_Passage provided_
— begin —
= Airbus (band) =

English rock band

Airbus is an English rock band from Portishead, England. A group of friends who attended Gordano School formed the band in 1987 under the name of Carrion, soon changing the name to Airbus.

== Line-up ==
The line-up is Nick Davidge (guitar and vocals), James Childs (guitar and vocals), Simon Hedges (bass) and Chris Fielden (drums). This line-up remained consistent until 2001. Simon decided to leave and the band briefly drafted in Oliver Morris on Bass but then they relocated to the US with Sagon Dooman playing bass until August 2002.

== History ==

=== 1993 First Cut ===
In 1993, after the release of the single Inertia which sold well in Bristol record shops, Airbus won ITV's First Cut competition. This was broadcast on the television and the filmed live performances gave the band a lot of exposure in the South West of England. The £5,000 cash prize allowed the band to invest in recording equipment and set up their own recording studio. In 1993, Airbus were approached by Geoff Barrow of the band Portishead and asked to record a B-side for their first single, "Sour Times". The band members had been friends with Barrow since school. He gave them a tape with a click track on it and Beth Gibbons’ vocal, refusing to play them the full song until they had written and recorded the music. The Airbus Reconstruction was released as a B-side on a British CD release of "Sour Times", gaining Airbus more good exposure.
— end —
Write the next part of the article on the rock band Airbus, picking up after its final sentence. The records that come next have nothing to do with this.

Point-based annotation records:
— begin —
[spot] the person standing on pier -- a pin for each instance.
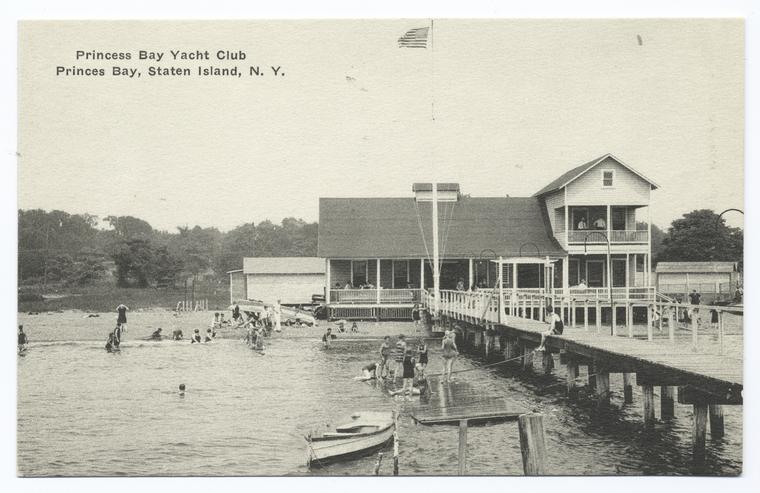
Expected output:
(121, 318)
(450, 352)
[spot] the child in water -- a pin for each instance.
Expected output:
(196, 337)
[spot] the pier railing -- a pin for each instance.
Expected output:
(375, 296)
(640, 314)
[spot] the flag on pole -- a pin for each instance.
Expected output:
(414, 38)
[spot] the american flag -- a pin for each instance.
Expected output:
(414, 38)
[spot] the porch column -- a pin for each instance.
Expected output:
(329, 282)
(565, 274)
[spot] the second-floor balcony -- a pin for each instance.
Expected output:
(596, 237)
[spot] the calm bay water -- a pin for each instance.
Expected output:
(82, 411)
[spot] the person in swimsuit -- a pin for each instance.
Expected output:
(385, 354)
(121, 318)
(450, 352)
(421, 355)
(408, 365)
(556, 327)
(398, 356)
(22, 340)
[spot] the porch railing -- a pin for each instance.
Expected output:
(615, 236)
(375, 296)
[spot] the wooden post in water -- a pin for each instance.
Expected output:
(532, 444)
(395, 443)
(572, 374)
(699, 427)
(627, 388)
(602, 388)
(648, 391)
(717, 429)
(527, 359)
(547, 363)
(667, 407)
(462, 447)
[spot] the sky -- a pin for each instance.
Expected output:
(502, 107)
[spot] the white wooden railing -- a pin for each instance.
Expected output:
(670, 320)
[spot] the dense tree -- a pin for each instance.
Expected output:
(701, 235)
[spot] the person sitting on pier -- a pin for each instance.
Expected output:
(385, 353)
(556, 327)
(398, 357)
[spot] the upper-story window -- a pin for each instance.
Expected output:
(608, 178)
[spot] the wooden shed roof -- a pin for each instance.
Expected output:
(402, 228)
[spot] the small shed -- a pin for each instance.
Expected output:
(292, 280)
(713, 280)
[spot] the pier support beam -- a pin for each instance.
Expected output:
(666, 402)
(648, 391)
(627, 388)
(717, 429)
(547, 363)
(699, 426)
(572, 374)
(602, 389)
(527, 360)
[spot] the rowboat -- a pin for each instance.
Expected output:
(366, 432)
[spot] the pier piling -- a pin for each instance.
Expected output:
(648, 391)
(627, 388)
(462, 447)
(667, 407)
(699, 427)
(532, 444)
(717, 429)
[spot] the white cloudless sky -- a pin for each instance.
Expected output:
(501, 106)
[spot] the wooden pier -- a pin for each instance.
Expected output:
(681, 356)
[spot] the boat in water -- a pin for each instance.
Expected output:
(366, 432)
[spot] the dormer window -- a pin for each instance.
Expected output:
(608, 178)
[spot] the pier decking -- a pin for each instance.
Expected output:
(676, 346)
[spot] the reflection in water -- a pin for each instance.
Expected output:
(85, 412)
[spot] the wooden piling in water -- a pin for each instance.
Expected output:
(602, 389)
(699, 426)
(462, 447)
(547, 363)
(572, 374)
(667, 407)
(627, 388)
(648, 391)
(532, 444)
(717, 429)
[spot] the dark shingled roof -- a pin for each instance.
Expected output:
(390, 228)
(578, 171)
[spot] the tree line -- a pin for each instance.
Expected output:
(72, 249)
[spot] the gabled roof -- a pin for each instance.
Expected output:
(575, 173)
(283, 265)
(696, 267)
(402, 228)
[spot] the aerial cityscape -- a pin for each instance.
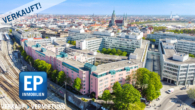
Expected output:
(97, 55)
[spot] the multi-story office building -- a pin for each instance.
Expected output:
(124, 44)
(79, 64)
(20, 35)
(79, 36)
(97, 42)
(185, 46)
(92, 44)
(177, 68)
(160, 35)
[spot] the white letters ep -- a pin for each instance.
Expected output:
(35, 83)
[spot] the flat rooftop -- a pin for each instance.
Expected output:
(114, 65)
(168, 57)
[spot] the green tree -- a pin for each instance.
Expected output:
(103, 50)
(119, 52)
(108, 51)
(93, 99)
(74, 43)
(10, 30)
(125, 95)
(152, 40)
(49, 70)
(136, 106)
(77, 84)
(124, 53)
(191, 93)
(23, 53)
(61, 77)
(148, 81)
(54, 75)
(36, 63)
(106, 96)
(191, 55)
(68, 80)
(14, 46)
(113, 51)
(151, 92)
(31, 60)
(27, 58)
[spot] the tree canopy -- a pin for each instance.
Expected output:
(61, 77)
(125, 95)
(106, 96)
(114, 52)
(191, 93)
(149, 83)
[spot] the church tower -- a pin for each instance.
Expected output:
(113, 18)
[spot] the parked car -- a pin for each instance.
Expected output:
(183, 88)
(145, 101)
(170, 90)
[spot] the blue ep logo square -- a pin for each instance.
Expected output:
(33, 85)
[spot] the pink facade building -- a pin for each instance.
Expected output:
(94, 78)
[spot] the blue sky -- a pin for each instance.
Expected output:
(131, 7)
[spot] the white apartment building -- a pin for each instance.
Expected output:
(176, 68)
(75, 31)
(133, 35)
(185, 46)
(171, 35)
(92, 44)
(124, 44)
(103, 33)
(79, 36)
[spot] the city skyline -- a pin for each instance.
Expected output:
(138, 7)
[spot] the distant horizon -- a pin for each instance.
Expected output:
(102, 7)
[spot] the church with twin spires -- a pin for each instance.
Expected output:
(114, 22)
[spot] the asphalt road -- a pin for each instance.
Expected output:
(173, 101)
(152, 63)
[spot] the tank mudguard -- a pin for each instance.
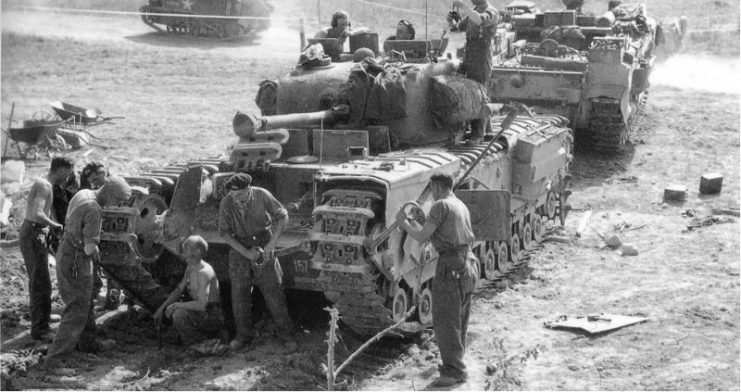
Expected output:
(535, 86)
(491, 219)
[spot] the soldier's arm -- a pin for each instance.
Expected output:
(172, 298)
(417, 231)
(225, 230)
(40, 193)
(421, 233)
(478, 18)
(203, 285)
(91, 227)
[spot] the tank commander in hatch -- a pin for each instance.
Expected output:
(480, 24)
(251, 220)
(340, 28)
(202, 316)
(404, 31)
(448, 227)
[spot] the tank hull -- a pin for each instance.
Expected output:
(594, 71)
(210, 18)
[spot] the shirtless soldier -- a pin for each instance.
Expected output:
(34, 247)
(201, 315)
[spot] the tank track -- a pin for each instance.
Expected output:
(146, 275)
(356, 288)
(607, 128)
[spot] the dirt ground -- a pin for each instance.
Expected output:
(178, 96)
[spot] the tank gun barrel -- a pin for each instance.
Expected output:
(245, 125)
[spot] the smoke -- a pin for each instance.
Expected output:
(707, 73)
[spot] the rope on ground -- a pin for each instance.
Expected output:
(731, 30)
— end —
— begin —
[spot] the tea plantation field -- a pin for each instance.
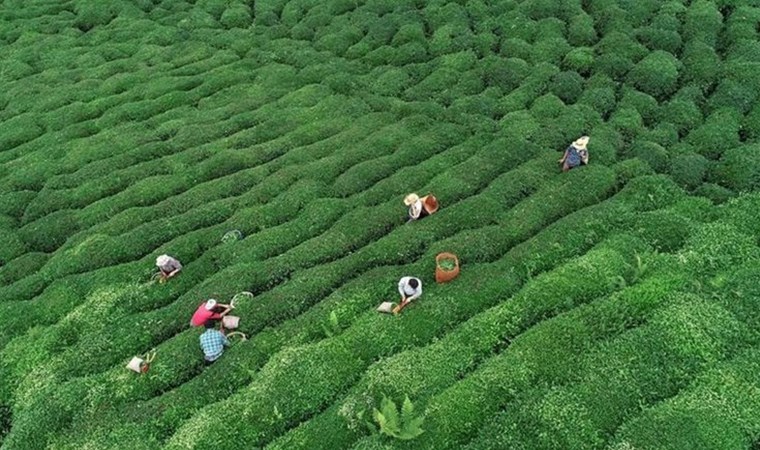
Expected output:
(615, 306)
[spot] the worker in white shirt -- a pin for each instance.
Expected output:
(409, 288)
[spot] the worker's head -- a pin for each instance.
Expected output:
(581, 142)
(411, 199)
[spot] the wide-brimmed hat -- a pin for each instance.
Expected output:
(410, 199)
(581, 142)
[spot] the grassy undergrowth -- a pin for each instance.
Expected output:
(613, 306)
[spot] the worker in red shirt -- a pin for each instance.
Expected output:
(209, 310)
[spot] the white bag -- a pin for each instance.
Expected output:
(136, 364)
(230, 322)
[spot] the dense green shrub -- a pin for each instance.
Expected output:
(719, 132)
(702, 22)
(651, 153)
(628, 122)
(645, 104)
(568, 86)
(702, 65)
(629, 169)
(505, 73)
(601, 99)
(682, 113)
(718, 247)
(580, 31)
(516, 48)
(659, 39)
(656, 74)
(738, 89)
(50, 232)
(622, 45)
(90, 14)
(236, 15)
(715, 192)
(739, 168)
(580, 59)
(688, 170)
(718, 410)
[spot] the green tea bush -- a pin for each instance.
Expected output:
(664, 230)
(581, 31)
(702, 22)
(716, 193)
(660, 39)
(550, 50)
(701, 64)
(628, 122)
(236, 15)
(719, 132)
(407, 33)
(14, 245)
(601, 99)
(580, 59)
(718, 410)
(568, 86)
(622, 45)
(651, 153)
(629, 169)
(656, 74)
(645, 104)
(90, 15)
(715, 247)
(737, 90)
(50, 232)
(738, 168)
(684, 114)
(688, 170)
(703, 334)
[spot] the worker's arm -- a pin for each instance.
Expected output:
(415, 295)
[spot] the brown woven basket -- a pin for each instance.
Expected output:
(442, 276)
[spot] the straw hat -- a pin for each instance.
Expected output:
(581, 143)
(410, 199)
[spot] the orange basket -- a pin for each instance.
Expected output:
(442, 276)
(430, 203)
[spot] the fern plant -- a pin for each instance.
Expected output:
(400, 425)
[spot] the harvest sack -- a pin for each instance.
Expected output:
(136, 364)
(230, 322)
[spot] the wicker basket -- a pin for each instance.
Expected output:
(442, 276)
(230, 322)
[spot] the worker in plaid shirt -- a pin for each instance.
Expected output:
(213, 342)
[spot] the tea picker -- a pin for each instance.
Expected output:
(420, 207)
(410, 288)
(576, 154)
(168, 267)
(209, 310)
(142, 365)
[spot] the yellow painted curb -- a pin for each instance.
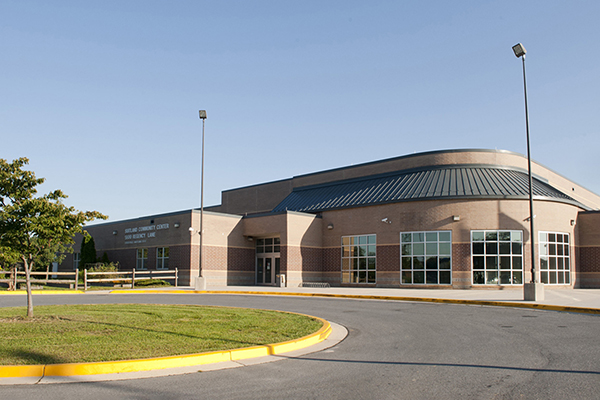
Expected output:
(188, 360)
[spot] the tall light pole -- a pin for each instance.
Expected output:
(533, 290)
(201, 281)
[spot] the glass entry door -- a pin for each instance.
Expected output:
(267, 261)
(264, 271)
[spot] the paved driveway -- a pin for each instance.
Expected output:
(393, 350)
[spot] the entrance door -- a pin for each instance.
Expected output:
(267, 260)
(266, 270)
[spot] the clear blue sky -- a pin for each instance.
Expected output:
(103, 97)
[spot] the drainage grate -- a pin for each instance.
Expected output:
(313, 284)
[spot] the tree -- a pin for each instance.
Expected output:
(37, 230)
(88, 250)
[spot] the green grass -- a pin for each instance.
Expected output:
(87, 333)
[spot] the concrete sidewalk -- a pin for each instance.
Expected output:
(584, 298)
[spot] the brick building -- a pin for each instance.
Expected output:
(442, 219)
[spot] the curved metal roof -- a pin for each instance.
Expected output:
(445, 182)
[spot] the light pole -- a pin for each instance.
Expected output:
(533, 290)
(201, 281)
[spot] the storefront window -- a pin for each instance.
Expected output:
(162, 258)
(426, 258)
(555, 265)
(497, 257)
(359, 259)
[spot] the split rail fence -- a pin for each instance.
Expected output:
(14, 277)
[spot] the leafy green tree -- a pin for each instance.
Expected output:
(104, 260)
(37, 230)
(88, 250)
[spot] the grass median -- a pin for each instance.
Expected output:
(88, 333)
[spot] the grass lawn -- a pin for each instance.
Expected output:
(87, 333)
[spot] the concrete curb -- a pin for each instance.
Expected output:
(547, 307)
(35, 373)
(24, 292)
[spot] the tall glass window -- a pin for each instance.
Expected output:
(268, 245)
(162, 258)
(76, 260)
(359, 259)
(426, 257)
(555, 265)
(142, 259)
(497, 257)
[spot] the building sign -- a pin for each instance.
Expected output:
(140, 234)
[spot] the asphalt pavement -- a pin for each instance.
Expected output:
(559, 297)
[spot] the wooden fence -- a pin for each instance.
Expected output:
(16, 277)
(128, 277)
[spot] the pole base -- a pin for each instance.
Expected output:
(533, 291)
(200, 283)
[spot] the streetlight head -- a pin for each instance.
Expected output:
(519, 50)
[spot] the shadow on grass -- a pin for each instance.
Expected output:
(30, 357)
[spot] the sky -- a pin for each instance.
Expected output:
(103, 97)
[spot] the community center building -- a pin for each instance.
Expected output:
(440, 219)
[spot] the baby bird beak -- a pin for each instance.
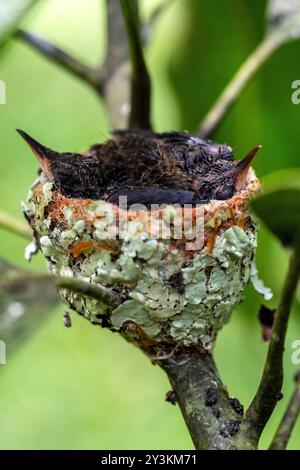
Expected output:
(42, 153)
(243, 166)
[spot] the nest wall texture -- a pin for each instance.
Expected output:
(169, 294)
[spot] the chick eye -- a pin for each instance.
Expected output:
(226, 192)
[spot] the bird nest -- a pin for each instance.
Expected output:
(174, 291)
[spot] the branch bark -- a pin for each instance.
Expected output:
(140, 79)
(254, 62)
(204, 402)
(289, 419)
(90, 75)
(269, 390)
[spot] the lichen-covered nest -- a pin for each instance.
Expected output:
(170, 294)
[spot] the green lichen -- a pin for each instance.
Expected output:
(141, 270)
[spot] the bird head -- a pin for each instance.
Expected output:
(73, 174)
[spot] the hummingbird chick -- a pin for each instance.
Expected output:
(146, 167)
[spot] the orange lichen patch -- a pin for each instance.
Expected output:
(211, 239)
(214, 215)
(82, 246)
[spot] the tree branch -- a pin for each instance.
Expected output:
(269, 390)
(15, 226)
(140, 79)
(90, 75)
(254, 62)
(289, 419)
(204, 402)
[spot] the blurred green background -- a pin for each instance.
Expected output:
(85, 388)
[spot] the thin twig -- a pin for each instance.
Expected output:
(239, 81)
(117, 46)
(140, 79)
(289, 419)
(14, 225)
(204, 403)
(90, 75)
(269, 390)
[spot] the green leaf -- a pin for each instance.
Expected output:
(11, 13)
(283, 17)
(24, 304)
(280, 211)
— end —
_Reply_
=== Gravity (1997) ===
Between 1993 and 1997, Airbus worked hard touring and improving their studio recordings, which were self-produced. This culminated in the recording of the EP Gravity which was released on the band's own record label, Spira Records. The EP generated a lot of interest from independent and major record labels and Airbus signed a contract with BMG Music Publishing (now part of the Universal Music Publishing Group) in 1997.

=== Ghosts (2000) ===
The advance they received from BMG allowed them to improve their recording equipment and, after more touring (including playing the New Bands Stage at the Glastonbury Festival in 1999), they set about recording the album, Ghosts. The album was released in 2000 and an extensive UK tour followed.

=== 2002 disbanding ===
In 2002, Airbus disbanded so the members could pursue their own personal projects. Nick Davidge and James Childs both settled in Los Angeles. Nick works in a creative agency and James plays in a variety of bands and regularly tours all over the world. Simon Hedges now works in television production in the UK. Chris Fielden works at a digital marketing agency in Bristol, England and, through writing fiction, runs a popular writing blog. Nick, James, Simon and Chris still record together, working on old and new Airbus material that is made available on their website.

=== 2017 reforming ===
The band has re-formed in 2017 for a gig at the Bristol BierKeller.

==Discography==
- Spitfire (1988 – album)
- Apple Trees (1990 – album)
- Bug and the Big Fish (1991 – album)
- Primitive Carnival (1992 – album)
- "Inertia" (1993 – single)
- "Sour Times" (1994 – Portishead B-Side)
- Gravity (1997 – EP)
- Ghosts (2000 – album)
- No (2001 – EP)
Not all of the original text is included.